Records from a data collection
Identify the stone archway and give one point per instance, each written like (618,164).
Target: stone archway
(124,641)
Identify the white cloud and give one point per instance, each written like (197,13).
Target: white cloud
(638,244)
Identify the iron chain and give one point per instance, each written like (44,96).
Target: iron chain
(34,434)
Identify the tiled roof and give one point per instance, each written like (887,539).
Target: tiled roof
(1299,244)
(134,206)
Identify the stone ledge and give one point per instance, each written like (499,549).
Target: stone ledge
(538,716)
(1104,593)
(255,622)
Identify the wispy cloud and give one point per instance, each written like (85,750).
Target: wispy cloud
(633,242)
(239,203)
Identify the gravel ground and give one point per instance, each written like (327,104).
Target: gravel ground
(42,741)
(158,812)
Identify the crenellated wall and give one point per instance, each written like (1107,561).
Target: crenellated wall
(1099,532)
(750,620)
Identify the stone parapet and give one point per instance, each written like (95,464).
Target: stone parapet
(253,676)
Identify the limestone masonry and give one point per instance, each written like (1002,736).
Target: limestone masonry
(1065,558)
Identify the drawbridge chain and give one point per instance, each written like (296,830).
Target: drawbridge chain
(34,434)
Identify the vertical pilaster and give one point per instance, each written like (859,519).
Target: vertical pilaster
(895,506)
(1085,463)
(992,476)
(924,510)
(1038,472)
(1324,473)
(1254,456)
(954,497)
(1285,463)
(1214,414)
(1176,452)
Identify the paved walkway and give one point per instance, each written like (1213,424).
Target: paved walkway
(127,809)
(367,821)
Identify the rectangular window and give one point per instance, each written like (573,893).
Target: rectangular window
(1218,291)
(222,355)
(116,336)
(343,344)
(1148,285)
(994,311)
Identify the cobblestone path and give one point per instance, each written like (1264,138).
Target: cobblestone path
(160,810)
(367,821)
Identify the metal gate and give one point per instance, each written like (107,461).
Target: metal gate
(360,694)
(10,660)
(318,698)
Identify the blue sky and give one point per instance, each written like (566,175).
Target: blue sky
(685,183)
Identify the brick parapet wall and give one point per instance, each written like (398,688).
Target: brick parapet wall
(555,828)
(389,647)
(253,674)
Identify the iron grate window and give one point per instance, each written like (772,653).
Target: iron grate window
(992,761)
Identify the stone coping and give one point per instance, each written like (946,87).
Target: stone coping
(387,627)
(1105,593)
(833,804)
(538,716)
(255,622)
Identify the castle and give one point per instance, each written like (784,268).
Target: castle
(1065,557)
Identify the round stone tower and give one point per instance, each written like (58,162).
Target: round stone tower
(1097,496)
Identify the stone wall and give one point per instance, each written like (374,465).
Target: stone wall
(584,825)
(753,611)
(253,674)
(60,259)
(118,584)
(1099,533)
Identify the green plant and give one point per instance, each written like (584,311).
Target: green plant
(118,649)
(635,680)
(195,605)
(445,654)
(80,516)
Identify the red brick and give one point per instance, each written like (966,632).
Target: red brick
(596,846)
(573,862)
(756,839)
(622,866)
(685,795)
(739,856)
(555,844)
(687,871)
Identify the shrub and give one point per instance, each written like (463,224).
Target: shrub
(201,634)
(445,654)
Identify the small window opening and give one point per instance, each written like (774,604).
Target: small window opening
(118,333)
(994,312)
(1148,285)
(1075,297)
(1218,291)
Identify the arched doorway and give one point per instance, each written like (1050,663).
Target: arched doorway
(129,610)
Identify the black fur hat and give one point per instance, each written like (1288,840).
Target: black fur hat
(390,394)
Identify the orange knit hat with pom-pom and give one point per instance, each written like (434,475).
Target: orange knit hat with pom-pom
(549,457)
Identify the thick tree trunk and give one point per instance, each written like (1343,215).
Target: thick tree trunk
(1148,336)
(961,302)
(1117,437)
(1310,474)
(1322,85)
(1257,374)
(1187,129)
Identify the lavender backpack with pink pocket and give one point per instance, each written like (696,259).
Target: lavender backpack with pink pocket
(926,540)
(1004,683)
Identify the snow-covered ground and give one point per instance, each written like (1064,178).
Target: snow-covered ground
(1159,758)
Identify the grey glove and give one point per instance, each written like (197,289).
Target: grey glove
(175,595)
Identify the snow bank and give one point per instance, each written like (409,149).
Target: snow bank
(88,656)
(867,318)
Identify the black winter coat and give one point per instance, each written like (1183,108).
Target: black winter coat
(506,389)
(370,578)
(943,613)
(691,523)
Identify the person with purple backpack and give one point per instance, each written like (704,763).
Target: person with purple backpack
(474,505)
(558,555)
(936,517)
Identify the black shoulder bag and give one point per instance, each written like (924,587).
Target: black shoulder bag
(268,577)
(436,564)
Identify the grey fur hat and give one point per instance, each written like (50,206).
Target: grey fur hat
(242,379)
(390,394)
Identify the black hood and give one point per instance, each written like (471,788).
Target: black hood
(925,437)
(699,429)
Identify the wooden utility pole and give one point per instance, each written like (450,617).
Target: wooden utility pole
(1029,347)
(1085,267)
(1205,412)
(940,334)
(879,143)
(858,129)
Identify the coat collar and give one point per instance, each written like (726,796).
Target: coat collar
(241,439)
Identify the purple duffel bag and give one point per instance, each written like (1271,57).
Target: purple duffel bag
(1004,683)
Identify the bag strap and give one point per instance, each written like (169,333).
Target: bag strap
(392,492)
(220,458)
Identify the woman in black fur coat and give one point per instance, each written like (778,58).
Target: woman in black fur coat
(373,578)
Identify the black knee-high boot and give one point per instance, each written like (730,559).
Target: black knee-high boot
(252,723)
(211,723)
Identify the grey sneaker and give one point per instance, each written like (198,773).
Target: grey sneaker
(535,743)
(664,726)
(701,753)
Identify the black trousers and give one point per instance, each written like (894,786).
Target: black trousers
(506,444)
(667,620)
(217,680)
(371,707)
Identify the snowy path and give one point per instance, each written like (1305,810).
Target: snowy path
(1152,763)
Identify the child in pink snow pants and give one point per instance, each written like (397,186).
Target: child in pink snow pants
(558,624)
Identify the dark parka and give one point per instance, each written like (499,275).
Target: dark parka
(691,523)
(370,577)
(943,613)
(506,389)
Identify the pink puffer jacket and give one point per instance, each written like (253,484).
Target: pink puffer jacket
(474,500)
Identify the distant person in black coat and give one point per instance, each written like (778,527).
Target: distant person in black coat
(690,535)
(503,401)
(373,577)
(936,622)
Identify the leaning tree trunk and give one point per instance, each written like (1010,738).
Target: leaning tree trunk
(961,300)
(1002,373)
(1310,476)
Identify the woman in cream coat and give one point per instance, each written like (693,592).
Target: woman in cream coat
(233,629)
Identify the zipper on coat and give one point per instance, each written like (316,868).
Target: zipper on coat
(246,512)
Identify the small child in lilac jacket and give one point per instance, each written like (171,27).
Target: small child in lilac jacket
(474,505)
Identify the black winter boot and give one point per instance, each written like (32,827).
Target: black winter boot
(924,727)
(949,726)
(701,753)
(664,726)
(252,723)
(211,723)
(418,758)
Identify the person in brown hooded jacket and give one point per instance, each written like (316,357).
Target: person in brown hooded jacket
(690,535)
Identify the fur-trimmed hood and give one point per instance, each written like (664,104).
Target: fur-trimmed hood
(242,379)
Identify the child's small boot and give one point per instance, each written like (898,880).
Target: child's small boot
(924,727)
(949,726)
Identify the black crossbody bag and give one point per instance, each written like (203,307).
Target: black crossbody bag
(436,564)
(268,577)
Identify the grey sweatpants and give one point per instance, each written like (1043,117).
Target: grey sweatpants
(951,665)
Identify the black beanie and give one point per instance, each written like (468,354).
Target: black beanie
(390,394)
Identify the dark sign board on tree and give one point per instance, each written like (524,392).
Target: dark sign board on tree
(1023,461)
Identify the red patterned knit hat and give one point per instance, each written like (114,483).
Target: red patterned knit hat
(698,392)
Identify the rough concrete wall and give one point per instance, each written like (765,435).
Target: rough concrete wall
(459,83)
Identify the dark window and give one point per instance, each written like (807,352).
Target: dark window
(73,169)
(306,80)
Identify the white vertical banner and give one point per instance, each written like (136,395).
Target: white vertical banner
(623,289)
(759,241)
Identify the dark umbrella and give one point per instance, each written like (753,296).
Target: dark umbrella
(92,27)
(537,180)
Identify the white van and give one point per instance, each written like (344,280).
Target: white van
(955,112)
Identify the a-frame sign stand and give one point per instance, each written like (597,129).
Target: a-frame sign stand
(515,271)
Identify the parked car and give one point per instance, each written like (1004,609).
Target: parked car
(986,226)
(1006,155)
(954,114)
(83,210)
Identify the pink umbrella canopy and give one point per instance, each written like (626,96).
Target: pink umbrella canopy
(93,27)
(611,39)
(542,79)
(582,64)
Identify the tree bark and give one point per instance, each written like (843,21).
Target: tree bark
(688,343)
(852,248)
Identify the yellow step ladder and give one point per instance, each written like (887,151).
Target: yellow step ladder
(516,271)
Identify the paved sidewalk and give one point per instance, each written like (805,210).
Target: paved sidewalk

EXERCISE AIM
In the records above, some lines hold the word "sidewalk". Say how many, and nothing more.

WRITTEN SOLUTION
2